::: Document text
Monday, July 15, 2013

BULK COLLECT & FORALL

Bulk Processing in PL/SQL

  • BULK COLLECT : SELECT statements that retrieve multiple rows with a single fetch, improving the speed of data retrieval
  • FORALL : INSERTs, UPDATEs, and DELETEs that use collections to change multiple rows of data very quickly

The bulk processing features of PL/SQL are designed specifically to reduce the number of context switches required to communicate from the PL/SQL engine to the SQL engine.
Use the BULK COLLECT clause to fetch multiple rows into one or more collections with a single context switch.
Use the FORALL statement when you need to execute the same DML statement repeatedly for different bind variable values.

About BULK COLLECT
To take advantage of bulk processing for queries, you simply put BULK COLLECT before the INTO keyword and then provide one or more collections after the INTO keyword. Here are some things to know about how BULK COLLECT works:

  • It can be used with all three types of collections: associative arrays, nested tables, and VARRAYs.
::::::
::: Supplied information
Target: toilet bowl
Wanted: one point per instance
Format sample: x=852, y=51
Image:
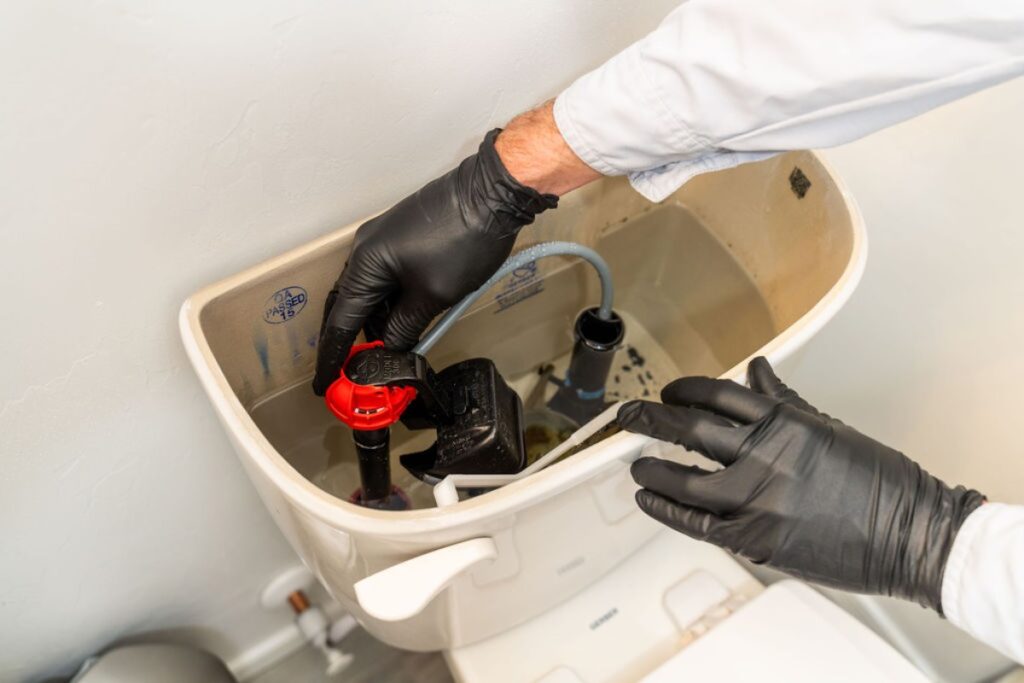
::::::
### Task brief
In the PL/SQL bulk processing text, copy everything from "Monday, July 15, 2013" down to "single context switch." word for word.

### Solution to the exercise
Monday, July 15, 2013

BULK COLLECT & FORALL

Bulk Processing in PL/SQL

  • BULK COLLECT : SELECT statements that retrieve multiple rows with a single fetch, improving the speed of data retrieval
  • FORALL : INSERTs, UPDATEs, and DELETEs that use collections to change multiple rows of data very quickly

The bulk processing features of PL/SQL are designed specifically to reduce the number of context switches required to communicate from the PL/SQL engine to the SQL engine.
Use the BULK COLLECT clause to fetch multiple rows into one or more collections with a single context switch.